• **BRIEF**
Convert all of the records below into a JSON list of strings, one string per line, leaving out blank lines.
───── LISTED ENTRIES ─────
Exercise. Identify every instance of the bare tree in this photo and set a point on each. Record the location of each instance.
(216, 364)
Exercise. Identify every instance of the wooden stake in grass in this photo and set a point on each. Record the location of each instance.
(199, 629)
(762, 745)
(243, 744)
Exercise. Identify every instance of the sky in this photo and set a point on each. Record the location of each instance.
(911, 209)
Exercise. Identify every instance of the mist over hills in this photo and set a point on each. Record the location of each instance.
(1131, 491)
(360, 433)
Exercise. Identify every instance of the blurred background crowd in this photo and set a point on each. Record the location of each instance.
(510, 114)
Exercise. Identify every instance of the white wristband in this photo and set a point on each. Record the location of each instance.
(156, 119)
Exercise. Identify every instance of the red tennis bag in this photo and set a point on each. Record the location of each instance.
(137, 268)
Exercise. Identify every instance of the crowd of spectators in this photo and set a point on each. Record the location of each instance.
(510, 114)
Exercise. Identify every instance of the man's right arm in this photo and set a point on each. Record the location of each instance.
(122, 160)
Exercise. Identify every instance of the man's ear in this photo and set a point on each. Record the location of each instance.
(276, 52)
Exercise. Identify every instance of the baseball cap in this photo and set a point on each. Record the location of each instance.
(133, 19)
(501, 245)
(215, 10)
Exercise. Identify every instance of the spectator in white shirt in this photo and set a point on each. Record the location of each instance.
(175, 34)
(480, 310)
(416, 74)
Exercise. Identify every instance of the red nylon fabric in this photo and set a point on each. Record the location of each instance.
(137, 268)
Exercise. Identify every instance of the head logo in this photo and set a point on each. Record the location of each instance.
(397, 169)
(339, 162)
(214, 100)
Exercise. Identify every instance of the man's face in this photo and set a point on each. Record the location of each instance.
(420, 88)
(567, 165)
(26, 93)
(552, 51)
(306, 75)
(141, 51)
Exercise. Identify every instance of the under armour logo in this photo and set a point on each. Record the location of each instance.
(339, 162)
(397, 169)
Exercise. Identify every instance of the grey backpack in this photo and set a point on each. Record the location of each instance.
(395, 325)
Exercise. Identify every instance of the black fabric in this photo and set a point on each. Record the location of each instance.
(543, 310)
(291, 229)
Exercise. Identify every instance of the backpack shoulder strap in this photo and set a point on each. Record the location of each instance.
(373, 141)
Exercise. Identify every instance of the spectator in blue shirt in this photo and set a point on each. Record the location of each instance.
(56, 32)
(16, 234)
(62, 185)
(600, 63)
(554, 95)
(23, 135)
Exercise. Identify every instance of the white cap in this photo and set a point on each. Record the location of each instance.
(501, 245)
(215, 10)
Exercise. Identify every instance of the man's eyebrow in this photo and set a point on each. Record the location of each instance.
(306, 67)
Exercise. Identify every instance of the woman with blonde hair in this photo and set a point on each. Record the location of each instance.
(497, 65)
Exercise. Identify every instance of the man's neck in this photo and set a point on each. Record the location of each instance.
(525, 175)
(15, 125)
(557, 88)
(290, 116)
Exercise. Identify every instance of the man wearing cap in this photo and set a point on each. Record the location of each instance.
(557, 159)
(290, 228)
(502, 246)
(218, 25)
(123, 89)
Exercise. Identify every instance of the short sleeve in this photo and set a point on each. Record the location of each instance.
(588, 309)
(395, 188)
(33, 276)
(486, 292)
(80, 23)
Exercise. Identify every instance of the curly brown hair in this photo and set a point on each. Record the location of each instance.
─────
• **CORRECT RESPONSE**
[
  "Exercise. Identify every instance of the bare tree in this photo and set a point on each. Record the location of each instance.",
  "(216, 364)",
  "Exercise. Identify every instance of the wooden stake in grass in this photo and set a point on each. Record the location of each instance.",
  "(199, 629)",
  "(762, 745)",
  "(243, 744)",
  "Exercise. Identify every instance of the sky in this photo and set a point on each. Record the location of each instance.",
  "(911, 209)",
  "Exercise. Identify every instance of the mist over hills in this photo and set a point on each. Record the location of each instance.",
  "(1131, 491)",
  "(360, 433)",
  "Exercise. Identify every instance of the blurred background crowd in this photo and set a point on each. Record the location of each instance.",
  "(510, 114)",
  "Exercise. Identify every instance of the white wristband in this photo and set a point on each. Record the location of each instance.",
  "(156, 119)",
  "Exercise. Identify every instance of the red tennis bag in this photo and set a point on each. Record the location of each instance.",
  "(137, 268)",
  "Exercise. Identify every instance of the crowd of spectators in this photo and set a point on each. Record the location of each instance.",
  "(510, 114)",
  "Exercise. Identify every instance of the man's right arm in this photo and set a point on each. Record the location of each instance.",
  "(122, 160)",
  "Exercise. Identify every instance of the man's ear in this photo and set a point on each. Record the location of each instance.",
  "(276, 52)",
  "Exercise. Identify every instance of the baseball cap in this photo and set a point on each. Record the location of each instance.",
  "(133, 19)",
  "(501, 245)",
  "(215, 10)",
  "Exercise. Identify every instance of the spectator in white shirt in this photo and set a point on each. Record the location of each instance.",
  "(175, 34)",
  "(480, 310)",
  "(416, 74)",
  "Exercise. Identify every instance of the red nylon fabric in this photo and set a point on each. Record the location of each instance.",
  "(137, 268)",
  "Exercise. Identify every instance of the head logo in this photo and set a point on each. Record the location of each instance.",
  "(397, 169)",
  "(339, 162)",
  "(214, 100)",
  "Exercise. Identify every instance of the man's face in this photo and set a point on each. Record the location of each instance.",
  "(420, 88)",
  "(567, 165)",
  "(26, 93)",
  "(552, 51)",
  "(306, 75)",
  "(141, 51)",
  "Exercise. Identify every instance of the under armour logo in this photo and set a point on each. Record the location of each instance.",
  "(339, 162)",
  "(397, 169)",
  "Exercise. Identify every instance of the grey backpack in this photo and set a point on each. Record the location of each instance.",
  "(395, 325)",
  "Exercise. Identify every instance of the black fabric in this photo and set a point on each. Record the location of each instance.",
  "(543, 310)",
  "(291, 229)",
  "Exercise. Identify every instance of the backpack shoulder strap in this photo and set a point on each. Record the location of each instance.",
  "(373, 141)",
  "Exercise. Identify every instance of the spectator in blue shirt in this photo and set a point on each. Record the location of each instance.",
  "(56, 32)",
  "(16, 234)",
  "(62, 185)",
  "(600, 63)",
  "(554, 95)",
  "(23, 135)",
  "Exercise. Identify every instance of the white cap in this photo and set a point on each. Record the location of each instance.",
  "(501, 245)",
  "(215, 10)",
  "Exercise. Identify every instance of the man's eyebrow in this photo and set a point on each. Record the location of each instance.",
  "(306, 67)",
  "Exercise. Identify every instance of the woman with blonde hair in this photo and set a point on each. Record the location of each instance.",
  "(497, 65)",
  "Exercise. Identify every instance of the man's neck in this photo and set a point on each. Record the location of each instance.",
  "(525, 175)",
  "(15, 125)",
  "(557, 88)",
  "(290, 116)",
  "Exercise. Identify every instance of the man wearing cap in this photo and set a point on each. Record the location of each instance.",
  "(557, 159)",
  "(290, 228)",
  "(502, 246)",
  "(218, 25)",
  "(123, 89)",
  "Exercise. Identify every instance of the short sleeve in this photo and set a point on each. Record the location of each instance.",
  "(588, 309)",
  "(395, 188)",
  "(33, 276)",
  "(486, 292)",
  "(80, 23)",
  "Exercise. Identify every instance of the curly brown hair in this photo and set a point on each. Record the location of each instance."
]